▸ **PROVIDED PASSAGE**:
════════

# Statistical Anomaly Detection

Topic: Applied Math

Complex systems can fail in many ways and I find it useful to divide failures into two classes. The first consists of failures that can be anticipated (e.g. disk failures), will happen again, and can be directly checked for. The second class is failures that are unexpected. This post is about that second class.

The tool for unexpected failures is statistics, hence the name for this post. A statistical anomaly detector hunts for things that seem off and then sends an alert. The power of statistical anomalies is that they can detect novel problems. The downside is that they must be followed up to track down the root cause. All this might seem abstract, but I will give a concrete example below.

To avoid confusion, I find it helps to carefully define some terminology:

**Monitored Signals**: Results of continuous scans that look for trouble.**Disruption**: Behavior indicating that the site is not working as designed. A human will need to investigate to find the root cause.**Anomaly**: Unusual behavior in the monitored signals, suggesting a disruption.**Alert**: Automatic signal that an anomaly has occurred. It is common to send an alert after detecting an anomaly.

════════

Dataset entries
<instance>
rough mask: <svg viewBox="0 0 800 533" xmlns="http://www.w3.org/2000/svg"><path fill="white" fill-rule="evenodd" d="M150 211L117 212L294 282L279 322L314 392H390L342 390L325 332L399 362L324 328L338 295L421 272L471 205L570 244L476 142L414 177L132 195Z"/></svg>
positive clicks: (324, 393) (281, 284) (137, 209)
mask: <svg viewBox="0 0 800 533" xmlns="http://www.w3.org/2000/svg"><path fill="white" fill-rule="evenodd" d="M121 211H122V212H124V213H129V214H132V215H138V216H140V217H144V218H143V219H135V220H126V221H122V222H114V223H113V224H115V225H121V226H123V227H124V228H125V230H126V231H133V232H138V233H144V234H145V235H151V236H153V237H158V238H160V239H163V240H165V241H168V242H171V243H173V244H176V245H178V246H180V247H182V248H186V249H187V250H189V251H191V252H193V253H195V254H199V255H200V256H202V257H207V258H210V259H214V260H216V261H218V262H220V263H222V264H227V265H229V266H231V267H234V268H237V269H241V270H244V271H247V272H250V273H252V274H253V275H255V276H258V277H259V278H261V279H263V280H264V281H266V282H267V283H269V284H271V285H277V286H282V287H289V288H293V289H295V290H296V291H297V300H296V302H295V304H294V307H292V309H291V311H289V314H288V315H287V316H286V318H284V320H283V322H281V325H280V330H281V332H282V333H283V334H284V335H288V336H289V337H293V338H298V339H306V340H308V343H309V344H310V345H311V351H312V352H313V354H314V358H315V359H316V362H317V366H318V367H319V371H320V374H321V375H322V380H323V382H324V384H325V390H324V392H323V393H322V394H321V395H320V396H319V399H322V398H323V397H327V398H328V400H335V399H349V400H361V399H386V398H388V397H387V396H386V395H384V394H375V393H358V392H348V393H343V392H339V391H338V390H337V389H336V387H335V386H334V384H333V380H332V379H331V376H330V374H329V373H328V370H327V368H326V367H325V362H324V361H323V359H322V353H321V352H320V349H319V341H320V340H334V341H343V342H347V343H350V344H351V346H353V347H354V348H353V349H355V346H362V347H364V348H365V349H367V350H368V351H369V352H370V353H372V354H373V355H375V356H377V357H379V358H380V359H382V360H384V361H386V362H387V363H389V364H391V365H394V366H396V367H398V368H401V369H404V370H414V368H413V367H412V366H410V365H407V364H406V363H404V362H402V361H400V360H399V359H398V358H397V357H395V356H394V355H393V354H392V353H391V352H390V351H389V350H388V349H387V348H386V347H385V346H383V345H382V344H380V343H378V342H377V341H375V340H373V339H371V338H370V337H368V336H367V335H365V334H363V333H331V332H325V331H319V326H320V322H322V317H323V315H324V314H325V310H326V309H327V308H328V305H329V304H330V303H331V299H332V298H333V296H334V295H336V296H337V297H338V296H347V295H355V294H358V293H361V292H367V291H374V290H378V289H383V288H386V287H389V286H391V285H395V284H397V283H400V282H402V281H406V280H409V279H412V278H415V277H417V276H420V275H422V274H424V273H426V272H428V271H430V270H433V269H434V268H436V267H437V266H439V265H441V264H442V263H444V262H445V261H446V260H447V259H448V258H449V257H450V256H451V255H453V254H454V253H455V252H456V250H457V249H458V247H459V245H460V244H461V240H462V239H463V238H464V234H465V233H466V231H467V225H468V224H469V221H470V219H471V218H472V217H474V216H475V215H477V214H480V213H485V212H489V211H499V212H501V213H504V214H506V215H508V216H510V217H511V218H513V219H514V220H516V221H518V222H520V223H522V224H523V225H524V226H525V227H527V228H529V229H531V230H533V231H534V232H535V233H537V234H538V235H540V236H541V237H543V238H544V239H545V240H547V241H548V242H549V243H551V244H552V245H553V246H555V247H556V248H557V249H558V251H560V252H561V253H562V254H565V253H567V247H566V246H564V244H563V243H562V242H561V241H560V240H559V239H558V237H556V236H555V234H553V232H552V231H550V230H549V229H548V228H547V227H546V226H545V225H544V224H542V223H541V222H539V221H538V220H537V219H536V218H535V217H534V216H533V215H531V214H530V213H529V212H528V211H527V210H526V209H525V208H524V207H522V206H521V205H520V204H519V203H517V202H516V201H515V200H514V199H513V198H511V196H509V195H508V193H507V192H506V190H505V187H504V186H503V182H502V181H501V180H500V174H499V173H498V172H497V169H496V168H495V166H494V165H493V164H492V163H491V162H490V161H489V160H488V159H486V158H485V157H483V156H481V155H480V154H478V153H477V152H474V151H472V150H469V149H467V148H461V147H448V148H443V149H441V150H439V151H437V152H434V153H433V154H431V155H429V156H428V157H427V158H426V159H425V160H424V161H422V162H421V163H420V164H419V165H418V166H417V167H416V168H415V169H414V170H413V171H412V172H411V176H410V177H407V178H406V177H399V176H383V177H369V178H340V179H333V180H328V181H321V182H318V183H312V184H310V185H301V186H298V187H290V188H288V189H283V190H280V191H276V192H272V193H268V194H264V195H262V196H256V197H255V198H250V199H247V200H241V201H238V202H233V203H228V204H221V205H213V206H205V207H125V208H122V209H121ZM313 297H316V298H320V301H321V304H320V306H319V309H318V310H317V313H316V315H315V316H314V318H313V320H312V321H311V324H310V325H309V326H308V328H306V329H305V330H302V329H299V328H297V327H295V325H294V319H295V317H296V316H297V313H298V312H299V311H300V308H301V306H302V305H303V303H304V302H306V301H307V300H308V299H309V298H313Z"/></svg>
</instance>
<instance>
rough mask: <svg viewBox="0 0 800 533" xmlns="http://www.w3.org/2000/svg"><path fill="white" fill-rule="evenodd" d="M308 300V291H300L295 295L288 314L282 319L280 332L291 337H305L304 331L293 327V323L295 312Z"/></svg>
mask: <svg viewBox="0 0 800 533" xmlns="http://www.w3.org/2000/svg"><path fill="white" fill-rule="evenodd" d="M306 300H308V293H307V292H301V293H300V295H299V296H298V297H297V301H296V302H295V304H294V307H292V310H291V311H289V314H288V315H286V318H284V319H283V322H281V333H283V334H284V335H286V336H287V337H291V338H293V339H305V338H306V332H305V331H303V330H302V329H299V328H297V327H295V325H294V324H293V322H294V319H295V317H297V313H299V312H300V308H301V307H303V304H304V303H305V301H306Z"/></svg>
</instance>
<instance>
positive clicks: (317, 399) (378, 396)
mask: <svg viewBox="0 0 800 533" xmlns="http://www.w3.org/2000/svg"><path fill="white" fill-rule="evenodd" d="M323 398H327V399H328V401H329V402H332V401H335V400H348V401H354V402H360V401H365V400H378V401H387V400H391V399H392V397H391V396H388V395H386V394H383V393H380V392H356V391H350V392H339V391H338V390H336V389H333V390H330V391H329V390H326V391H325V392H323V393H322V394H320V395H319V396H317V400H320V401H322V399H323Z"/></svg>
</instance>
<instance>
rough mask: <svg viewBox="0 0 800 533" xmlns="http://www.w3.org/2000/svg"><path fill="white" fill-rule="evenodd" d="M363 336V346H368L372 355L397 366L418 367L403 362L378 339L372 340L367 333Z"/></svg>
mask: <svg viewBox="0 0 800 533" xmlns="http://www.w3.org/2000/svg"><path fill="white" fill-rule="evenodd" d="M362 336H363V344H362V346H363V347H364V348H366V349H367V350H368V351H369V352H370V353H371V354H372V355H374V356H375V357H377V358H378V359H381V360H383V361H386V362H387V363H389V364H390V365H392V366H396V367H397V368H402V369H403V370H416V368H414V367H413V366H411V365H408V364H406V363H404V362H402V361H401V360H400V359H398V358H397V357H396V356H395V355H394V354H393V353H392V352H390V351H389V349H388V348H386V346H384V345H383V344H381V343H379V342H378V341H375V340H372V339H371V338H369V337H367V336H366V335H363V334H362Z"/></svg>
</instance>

════════

▸ **ACTIVITIES**:
• a. Output, unchanged, the stretch of the rows from their first line through the line that contains "211L117 212L294 282L279", with both ends included.
• b. Pick up the post on statistical anomaly detection after its final sentence and continue writing it.

▸ **RESULTS OF THE TASKS**:
• a.
<instance>
rough mask: <svg viewBox="0 0 800 533" xmlns="http://www.w3.org/2000/svg"><path fill="white" fill-rule="evenodd" d="M150 211L117 212L294 282L279 322L314 392H390L342 390L325 332L399 362L324 328L338 295L421 272L471 205L570 244L476 142L414 177L132 195Z"/></svg>

• b.
The obstacle to building useful statistical detectors is *false positives*: an alert that doesn’t correspond to a disruption. If the anomaly detector has too many false positives, users will turn off alerts or direct them to a spam folder or just generally ignore them. An ignored detector is not very useful.

In this post I will describe a statistical anomaly detector in use at eBay; my paper at the recent USENIX HotCloud 2015 workshop has more details. The monitored signals in our search system are based on the search results from a set of reference queries that are repeatedly issued. A statistical anomaly detector needs a way to encode the results of the monitoring as a set of numbers. We do this by computing *metrics* on the results. For each reference query, we compute about 50 metrics summarizing the items returned by the query. Two examples of metrics are the number of items returned and the median price of the returned items. There are 3000 reference queries and 50 metrics, therefore 150,000 numbers total. Currently, reference queries are issued every 4 hours, or 6 times a day, so there are 900,000 numbers per day. In these days of terabyte databases, this is very small. But the problem of sifting through those numbers to find anomalies, and do it with a low false-positive rate, is challenging.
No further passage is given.